--- EXERCISE DETAILS ---
Count the lines in the listing below that contain the string "query", and give only the number.

--- Image annotation data ---
____
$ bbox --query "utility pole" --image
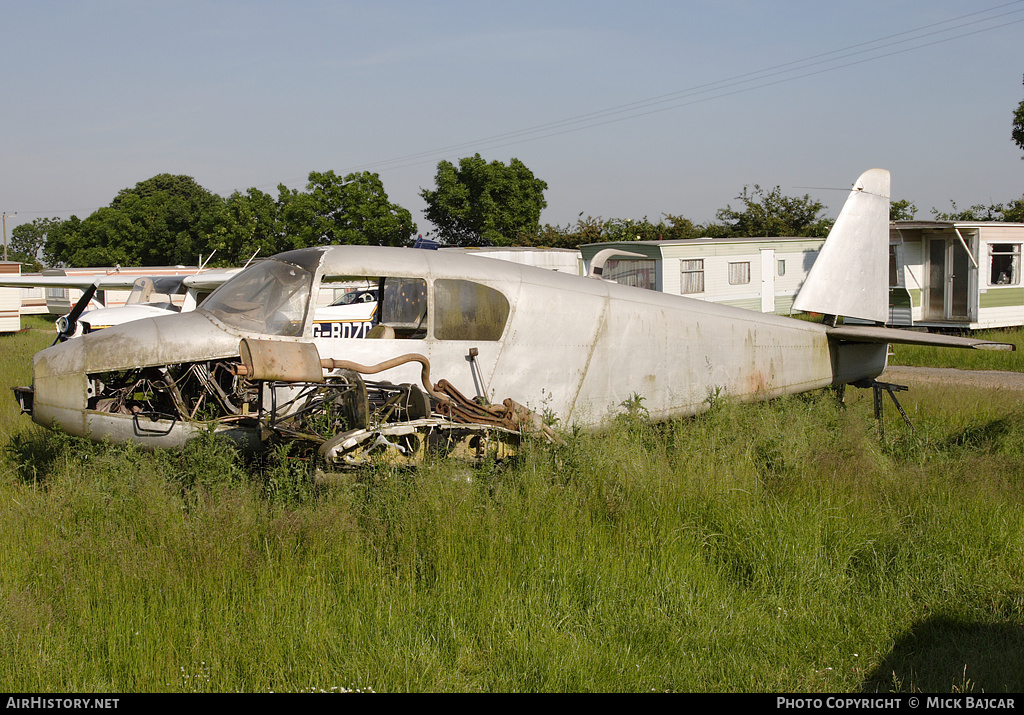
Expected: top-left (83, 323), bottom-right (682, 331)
top-left (3, 211), bottom-right (17, 260)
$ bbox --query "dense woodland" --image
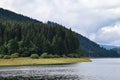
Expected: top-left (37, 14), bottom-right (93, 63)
top-left (0, 8), bottom-right (119, 57)
top-left (0, 10), bottom-right (79, 57)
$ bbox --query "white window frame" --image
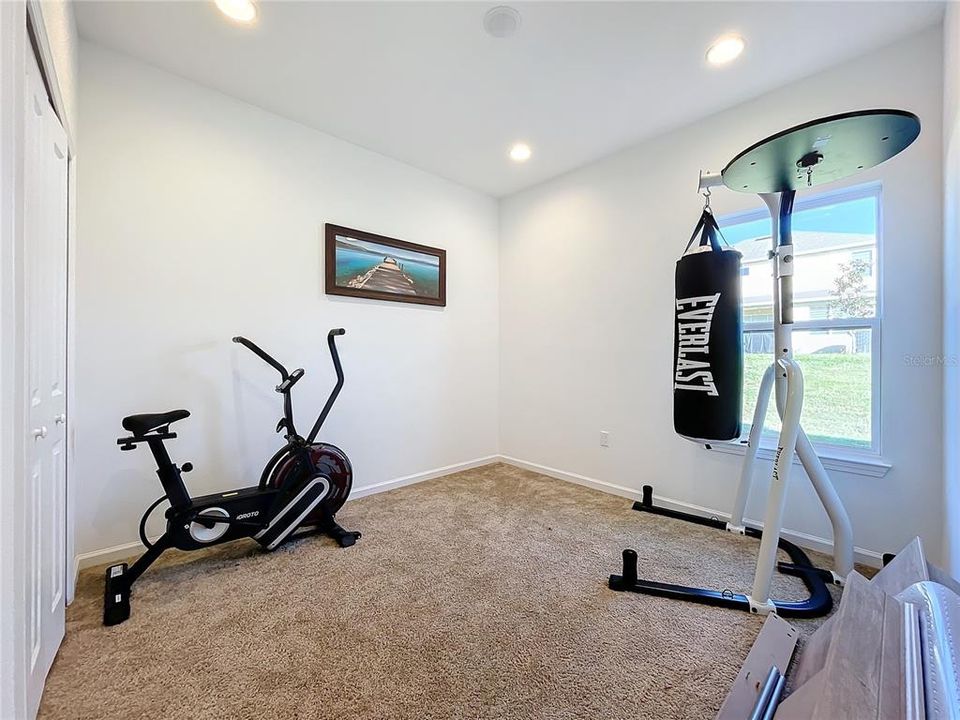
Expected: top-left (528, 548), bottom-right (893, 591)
top-left (714, 182), bottom-right (890, 458)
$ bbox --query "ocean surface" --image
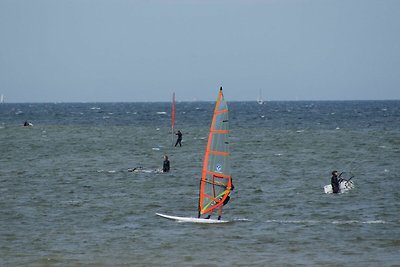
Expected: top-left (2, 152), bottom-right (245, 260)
top-left (0, 101), bottom-right (400, 267)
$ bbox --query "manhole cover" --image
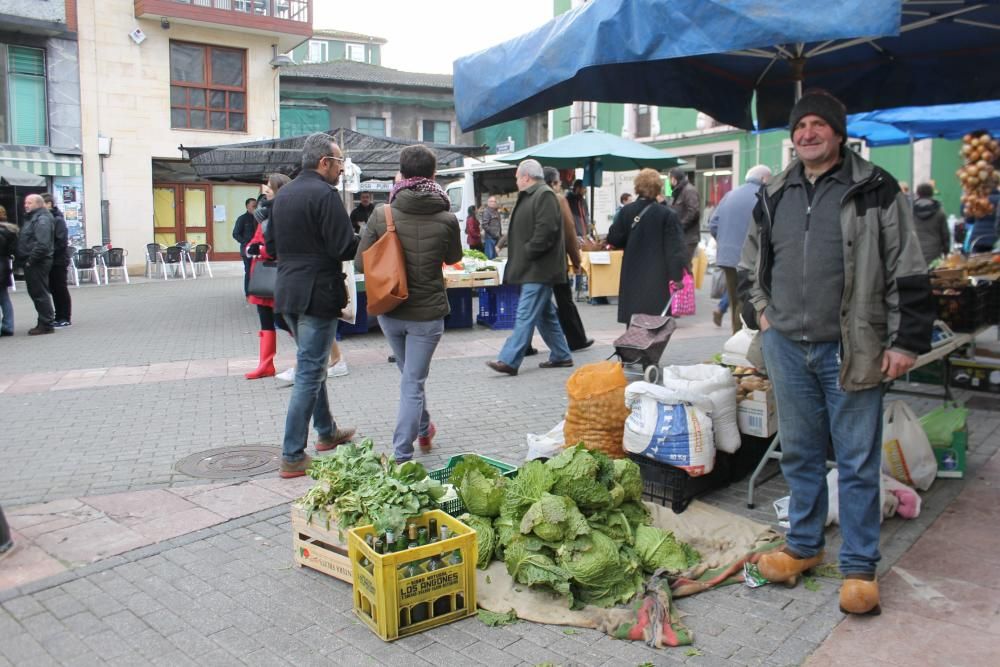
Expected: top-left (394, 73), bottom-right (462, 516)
top-left (174, 445), bottom-right (281, 479)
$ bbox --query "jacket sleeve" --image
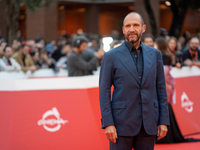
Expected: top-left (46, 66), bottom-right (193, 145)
top-left (99, 53), bottom-right (114, 129)
top-left (156, 52), bottom-right (170, 125)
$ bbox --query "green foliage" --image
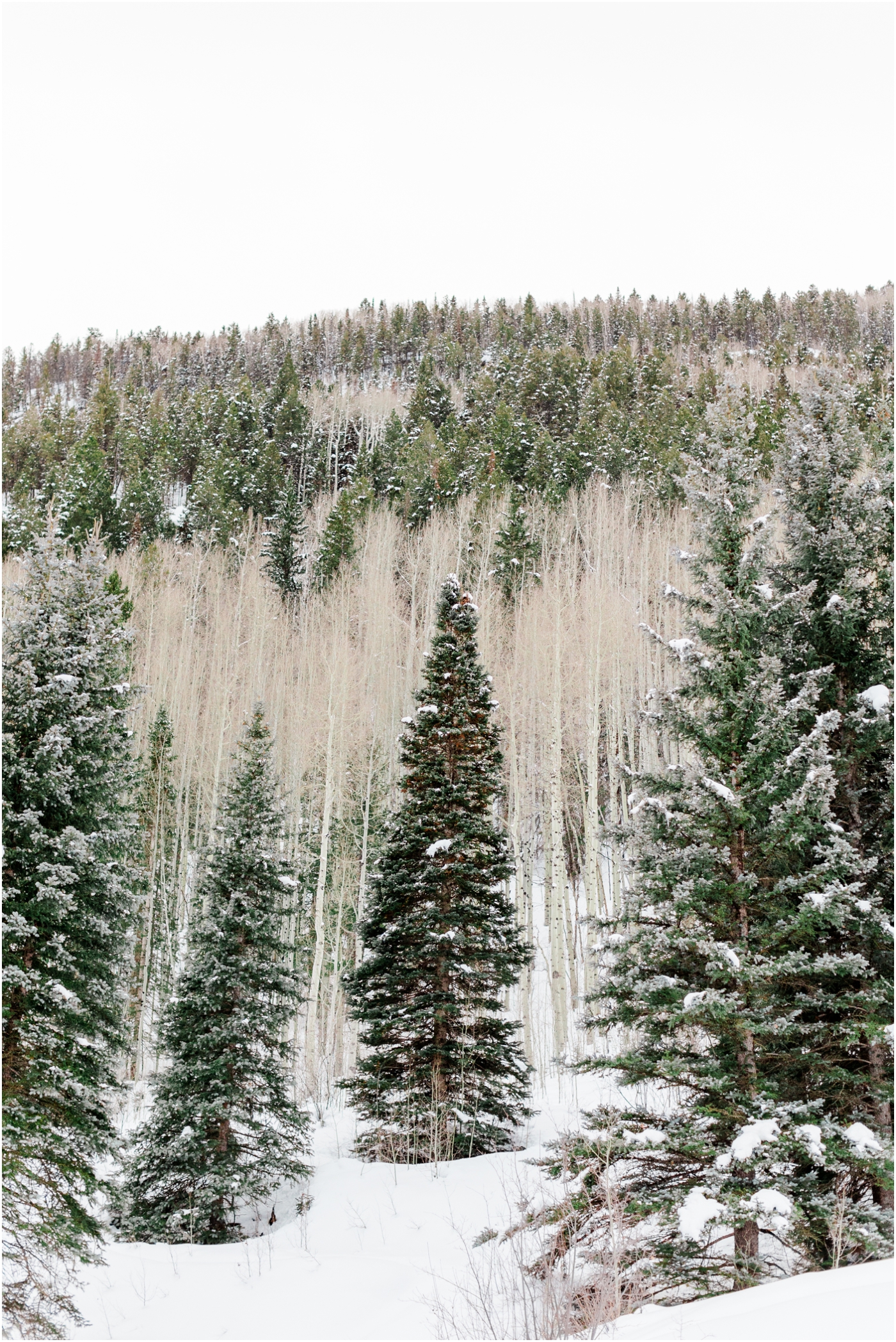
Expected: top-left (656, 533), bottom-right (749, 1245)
top-left (262, 475), bottom-right (307, 604)
top-left (528, 416), bottom-right (892, 1297)
top-left (345, 577), bottom-right (529, 1161)
top-left (775, 388), bottom-right (893, 923)
top-left (4, 290), bottom-right (893, 553)
top-left (3, 534), bottom-right (137, 1337)
top-left (55, 438), bottom-right (124, 550)
top-left (314, 481), bottom-right (370, 592)
top-left (495, 488), bottom-right (542, 601)
top-left (406, 358), bottom-right (454, 440)
top-left (120, 707), bottom-right (308, 1244)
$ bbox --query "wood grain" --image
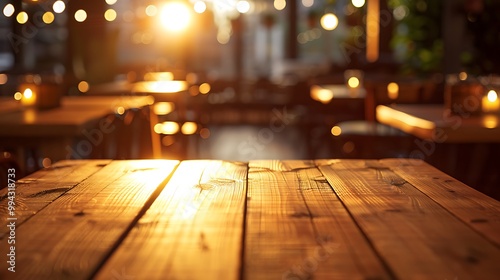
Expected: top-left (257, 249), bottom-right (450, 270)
____
--- FULL OUTPUT ---
8